### What you have to do
Count how many lines of the data below contain the string "white"; the reply should be that number alone.

### Given records
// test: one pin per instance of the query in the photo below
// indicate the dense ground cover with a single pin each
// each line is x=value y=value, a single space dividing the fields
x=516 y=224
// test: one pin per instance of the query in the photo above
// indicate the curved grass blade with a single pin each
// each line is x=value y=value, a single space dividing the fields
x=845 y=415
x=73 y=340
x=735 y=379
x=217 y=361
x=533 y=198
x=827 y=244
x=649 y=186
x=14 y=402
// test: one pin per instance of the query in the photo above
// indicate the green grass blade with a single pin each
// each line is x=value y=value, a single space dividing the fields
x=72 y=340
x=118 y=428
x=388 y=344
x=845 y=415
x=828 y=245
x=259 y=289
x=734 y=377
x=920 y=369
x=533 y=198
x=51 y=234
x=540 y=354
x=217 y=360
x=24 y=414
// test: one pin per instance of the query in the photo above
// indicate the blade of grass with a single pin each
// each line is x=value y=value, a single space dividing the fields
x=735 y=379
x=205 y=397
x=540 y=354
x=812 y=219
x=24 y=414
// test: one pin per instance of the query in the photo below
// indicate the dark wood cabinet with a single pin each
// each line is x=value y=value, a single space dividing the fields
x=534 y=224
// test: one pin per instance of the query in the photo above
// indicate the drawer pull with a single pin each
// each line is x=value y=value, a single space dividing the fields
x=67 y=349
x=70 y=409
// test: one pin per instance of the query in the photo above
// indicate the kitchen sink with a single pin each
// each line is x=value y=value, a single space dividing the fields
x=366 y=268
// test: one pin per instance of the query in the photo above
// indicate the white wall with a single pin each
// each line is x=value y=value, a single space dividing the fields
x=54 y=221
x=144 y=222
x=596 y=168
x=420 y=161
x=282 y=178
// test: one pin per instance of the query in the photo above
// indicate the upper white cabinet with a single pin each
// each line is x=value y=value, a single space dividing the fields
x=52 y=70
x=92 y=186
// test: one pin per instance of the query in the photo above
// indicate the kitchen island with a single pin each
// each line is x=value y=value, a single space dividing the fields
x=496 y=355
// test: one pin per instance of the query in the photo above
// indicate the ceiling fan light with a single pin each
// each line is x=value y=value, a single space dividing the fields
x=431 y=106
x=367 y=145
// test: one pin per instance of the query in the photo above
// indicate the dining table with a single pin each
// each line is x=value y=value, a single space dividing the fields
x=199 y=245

### Output of the task
2